Por supuesto, la literatura no tiene nada que ver con el galardón mejor dotado –disculpen de nuevo vulgaridad– de la industria editorial en español. Pensar otra cosa distinta sería como creer que la famosa república catalana existe: una perfecta idiotez. Que haya criaturas que lo digan no lo convierte en cierto, aunque sí certifica lo democrático y transversal que puede ser un delirio. Las reprobaciones que ha recibido en las redes –sin que nadie haya leído todavía su novela– la troika ganadora, formada por guionistas Jorge Díaz, Antonio Mercero y Agustín Martínez, tres hombres más cerca de la madurez que de la juventud (divino tesoro… efímero), escondidos bajo el pseudónimo planetario –la susodicha Mamen–, ha provocado el desagrado sostenido y la ira de determinados sectores sociales –activistas de todo, feministas de nada, una parte de la izquierda caviar y algún que otro despistado que pasaba por Twitter– porque, en contra de lo que establece lo políticamente correcto, que es el valor seguro ahora, han sido tres señoros, tres, los que se han llevado el millón de euros de recompensa, relegando a Paloma Sánchez-Garnica, la verdadera autora de la casa, a la condición de finalista. 

Las opiniones, por supuesto, son variadas, incluso absurdas, pero si existe un denominador común que identifica a estos indignados es la teoría de que los ganadores del Planeta –que hasta ahora publicaban en Alfaguara (Peguin Random House)– se han hecho pasar por una fémina para obtener su éxito. Sin duda, se trata de una indecorosa burla del heteropatriarcado, sea esto lo que sea. La grada está descontenta con Planeta, que no ha sido obediente a la ortodoxia de la nueva escolástica, cuyo catecismo no sólo dice que a igualdad de méritos –o sin ellos– una mujer debe ser premiada siempre antes que un hombre, sino que condena a la irrelevancia a quienes tienen la desgracia de nacer varones y cumplir años –estar vivos, en definitiva– porque, si ustedes no entienden esto es que no son humanos, venimos de “una cultura machista que ha invisibilizado sistemáticamente al sexo femenino” y, por tanto, tal injusticia [nota bene: léase esto sin ironía] exige “una rotunda, indiscutible y permanente reparación comunal”.

**CONJUNTO DE DATOS**

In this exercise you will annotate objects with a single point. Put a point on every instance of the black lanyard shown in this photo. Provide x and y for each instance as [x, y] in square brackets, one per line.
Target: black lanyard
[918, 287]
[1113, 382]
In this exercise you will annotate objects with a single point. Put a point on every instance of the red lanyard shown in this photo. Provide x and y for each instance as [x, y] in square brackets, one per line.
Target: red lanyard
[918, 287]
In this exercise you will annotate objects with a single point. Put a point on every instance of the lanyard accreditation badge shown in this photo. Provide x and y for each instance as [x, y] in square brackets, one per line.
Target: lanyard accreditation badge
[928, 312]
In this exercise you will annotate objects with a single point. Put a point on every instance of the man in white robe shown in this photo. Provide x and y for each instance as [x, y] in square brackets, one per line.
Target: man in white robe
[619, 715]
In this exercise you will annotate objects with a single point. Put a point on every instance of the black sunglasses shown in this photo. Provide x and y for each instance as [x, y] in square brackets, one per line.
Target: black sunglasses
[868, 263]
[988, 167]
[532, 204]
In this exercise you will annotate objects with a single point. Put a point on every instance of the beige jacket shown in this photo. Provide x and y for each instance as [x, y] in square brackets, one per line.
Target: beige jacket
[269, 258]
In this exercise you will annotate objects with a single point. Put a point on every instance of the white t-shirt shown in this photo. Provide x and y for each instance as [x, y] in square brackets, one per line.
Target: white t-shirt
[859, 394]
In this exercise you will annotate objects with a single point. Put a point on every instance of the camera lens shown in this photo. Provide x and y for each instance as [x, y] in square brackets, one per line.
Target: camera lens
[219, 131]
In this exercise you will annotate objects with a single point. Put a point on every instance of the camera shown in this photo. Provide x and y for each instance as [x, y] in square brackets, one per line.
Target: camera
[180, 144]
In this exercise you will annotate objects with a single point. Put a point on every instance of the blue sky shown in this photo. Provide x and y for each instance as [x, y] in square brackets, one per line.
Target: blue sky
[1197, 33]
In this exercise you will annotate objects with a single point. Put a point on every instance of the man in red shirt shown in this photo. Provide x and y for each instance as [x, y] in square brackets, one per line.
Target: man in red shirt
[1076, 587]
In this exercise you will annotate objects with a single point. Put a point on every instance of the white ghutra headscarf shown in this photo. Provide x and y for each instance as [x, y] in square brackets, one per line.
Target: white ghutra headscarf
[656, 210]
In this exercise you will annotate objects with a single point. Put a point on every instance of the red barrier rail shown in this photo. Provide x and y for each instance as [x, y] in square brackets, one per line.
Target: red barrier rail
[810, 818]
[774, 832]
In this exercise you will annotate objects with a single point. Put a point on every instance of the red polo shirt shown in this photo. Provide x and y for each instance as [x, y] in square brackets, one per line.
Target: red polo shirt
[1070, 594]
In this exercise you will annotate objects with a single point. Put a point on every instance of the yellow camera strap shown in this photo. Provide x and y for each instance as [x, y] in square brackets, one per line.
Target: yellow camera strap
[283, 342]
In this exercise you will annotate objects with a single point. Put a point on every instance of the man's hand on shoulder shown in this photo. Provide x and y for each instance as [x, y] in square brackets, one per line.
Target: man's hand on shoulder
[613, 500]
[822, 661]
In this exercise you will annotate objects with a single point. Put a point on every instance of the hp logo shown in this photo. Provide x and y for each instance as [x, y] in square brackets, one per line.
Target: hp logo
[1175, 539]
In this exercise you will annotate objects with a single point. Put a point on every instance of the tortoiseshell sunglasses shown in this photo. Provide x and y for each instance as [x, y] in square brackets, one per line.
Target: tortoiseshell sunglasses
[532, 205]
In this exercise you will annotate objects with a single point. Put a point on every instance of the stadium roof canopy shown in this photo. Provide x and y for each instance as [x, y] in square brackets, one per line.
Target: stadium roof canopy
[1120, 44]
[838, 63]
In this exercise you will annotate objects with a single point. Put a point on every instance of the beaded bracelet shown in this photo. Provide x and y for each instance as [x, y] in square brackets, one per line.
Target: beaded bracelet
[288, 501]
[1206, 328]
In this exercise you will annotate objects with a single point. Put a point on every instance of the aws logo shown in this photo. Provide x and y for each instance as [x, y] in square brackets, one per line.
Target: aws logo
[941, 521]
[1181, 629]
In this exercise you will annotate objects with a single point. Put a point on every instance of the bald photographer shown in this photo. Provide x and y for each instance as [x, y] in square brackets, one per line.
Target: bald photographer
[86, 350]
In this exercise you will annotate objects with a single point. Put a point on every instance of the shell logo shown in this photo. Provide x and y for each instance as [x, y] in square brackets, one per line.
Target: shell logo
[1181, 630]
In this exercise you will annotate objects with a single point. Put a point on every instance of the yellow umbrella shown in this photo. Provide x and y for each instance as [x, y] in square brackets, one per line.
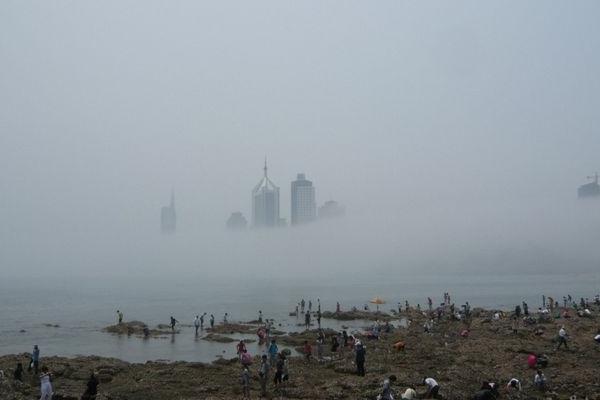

**TAREAS**
**1.** En el fragmento sobre el Premio Planeta, ¿quién quedó relegada a la condición de finalista?
**2.** Indica si cada afirmación concuerda con el fragmento sobre el Premio Planeta y cita las palabras del fragmento que lo deciden: (a) Los ganadores son tres guionistas. (b) Las críticas en las redes surgieron después de que se leyera la novela ganadora. (c) Los ganadores se presentaron bajo el pseudónimo Mamen.
**3.** Prosigue el fragmento sobre el Premio Planeta a partir de su última oración.
Las entradas no desempeñan ningún papel en esto.

**RESPUESTAS POR TAREA**
**1.** Paloma Sánchez-Garnica.

**2.**
(a) Sí: "formada por guionistas Jorge Díaz, Antonio Mercero y Agustín Martínez".
(b) No: "sin que nadie haya leído todavía su novela".
(c) Sí: "escondidos bajo el pseudónimo planetario –la susodicha Mamen–".

**3.**
Sucede, sin embargo, que aquí no hay caso. Básicamente porque lo que se juzga no es un libro, sino un lanzamiento editorial que, como cualquier otro acto propagandístico, tiene muy poco que ver con las convicciones personales y menos aún con la verdad. Sólo es un relato que responde a un interés. En este caso, comercial. Que tal controversia se desate en el marco (social) de la entrega de un premio de novela mejora todavía más el sainete hasta convertirlo en una obra maestra de la simulación. Ha sido insuperable. Quienes censuran a los ganadores por haberse cobijado bajo un nombre de mujer están en su derecho –todo el mundo puede tener su opinión, aunque no todas las opiniones merezcan crédito– pero desconocen no sólo la tradición del galardón creado por José Manuel Lara, aquel sevillano listo como el hambre que entró en Barcelona como legionario antes de comerse a todos los editores catalanes de su tiempo, sino la funcionalidad misma del arte de la ocultación –evitar problemas y salir favorecido– desde que el mundo es mundo. Incluso desde antes, porque el nombre mismo de Dios también se presta a muchos heterónimos y variantes.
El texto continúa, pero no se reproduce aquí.